» **Excerpted text**
---*---

But with the increase in RAM that the new 16-bit systems like the IBM PC offered, with a maximum of 1 Megabyte compared to 64 KBytes for 8-bit systems, software was growing in complexity, and using assembly language was becoming more problematic. And with a range of competing platforms and architectures, portability became more important. As the software market grew, so did the demand for software development tools, including compilers.

This takes us to the 1983 Byte 'C Programming Language' edition. Commentary on C in the 'Features' section of the magazine starts with a clear articulation of one of the key attractions of the language.

The C language provides a new standard for portability in a computer world characterized by a plethora of processors.

Later on in the magazine, an article titled ‘The C Language and Models for Systems Programming’ by, none other than, Stephen Johnson and Brian Kernighan states that:

Using functions to extend the base language explains why a language that is so low level can be so portable. C compilers have been built for more than 40 different machines, from the Z80 to the Cray-l.

[

](https://substackcdn.com/image/fetch/f_auto,q_auto:good,fl_progressive:steep/https%3A%2F%2Fsubstack-post-media.s3.amazonaws.com%2Fpublic%2Fimages%2F8da20494-f0a6-40ec-be69-1385a8230081_2258x1508.jpeg)

---*---

» **Data**
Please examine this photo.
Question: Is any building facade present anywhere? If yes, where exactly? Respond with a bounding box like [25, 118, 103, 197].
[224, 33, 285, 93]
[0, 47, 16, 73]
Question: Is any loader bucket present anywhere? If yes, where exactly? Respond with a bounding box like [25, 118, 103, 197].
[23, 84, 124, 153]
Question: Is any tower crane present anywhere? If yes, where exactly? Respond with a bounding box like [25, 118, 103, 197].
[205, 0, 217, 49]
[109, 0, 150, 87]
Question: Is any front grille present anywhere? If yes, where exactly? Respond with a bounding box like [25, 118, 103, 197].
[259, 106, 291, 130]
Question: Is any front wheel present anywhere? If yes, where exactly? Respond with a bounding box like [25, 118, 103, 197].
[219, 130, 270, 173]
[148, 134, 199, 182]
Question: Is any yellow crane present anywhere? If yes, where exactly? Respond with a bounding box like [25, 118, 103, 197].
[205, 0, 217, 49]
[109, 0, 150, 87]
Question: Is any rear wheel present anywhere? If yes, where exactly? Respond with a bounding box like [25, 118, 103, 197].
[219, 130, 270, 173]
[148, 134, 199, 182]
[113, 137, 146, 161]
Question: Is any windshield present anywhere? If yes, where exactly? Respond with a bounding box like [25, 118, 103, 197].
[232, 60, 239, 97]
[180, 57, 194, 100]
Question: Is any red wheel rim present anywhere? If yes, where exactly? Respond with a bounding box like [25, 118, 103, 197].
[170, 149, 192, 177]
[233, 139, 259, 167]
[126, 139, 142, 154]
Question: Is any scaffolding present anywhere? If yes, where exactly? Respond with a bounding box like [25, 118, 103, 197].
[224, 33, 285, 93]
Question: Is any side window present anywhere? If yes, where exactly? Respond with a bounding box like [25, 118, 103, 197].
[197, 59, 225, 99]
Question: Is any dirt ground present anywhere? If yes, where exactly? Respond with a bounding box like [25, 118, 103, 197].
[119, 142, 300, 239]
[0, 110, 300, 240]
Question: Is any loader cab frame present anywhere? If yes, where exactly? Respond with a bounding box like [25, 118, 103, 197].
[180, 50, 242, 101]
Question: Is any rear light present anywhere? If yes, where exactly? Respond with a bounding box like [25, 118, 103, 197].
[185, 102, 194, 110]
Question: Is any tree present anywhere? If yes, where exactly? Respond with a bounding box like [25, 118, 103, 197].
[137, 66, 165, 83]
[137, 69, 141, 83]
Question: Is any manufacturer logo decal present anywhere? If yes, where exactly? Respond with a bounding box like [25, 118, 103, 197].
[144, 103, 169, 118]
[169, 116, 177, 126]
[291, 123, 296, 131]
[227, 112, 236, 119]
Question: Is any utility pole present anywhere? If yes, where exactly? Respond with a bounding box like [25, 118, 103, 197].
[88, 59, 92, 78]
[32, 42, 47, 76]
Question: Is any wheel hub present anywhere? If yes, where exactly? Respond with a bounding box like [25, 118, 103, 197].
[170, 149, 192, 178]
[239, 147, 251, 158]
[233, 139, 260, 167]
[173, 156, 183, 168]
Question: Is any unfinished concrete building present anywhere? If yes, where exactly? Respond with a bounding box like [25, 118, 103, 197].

---*---

» **Directions**
1 - Answer these questions on the excerpt about the C language:
(a) What maximum RAM did 16-bit systems like the IBM PC offer?
(b) Who wrote the article titled "The C Language and Models for Systems Programming"?
(c) For how many different machines had C compilers been built, according to that article?
2 - Please carry the excerpt about the C language forward from the point where it stops.
The entries play no part in what follows.

» **The responses**
1 -
(a) A maximum of 1 Megabyte.
(b) Stephen Johnson and Brian Kernighan.
(c) More than 40.

2 -
Byte’s introductory feature also discusses C's growing popularity in the world of microcomputer software:

Most major microcomputer manufacturers and software developers use C for writing systems programs-operating systems, languages, and applications. [Gary Kildall’s] Digital Research is writing all of its new products in C, including CP/M-68K for the 68000 microprocessor and the new Personal BASIC. Both Microsoft and Visicorp have used C extensively in products ranging from Multiplan and Xenix to Visiword and VisiOn.

And again emphasizing the importance of C's portability.

Why is C so popular? The primary reason is that it allows programmers to easily transport programs from one computer or operating system to another while taking advantage of the specific features of the microprocessor in use. And C is at home with systems from 8-bit micro-computers to the Cray-1, the world's fastest computer. As a result, C has been called a 'portable assembly language'...

Byte highlighted that growing interest in Unix was a key part of the reason for C's increasing popularity.

No discussion of C is complete without mentioning the Unix operating system, which is written in C. Unix and its utilities comprise over 300,000 lines of C source code, certainly the most ambitious C project yet. Developed more than 10 years ago at Bell Laboratories, both Unix and C are now coming into widespread use.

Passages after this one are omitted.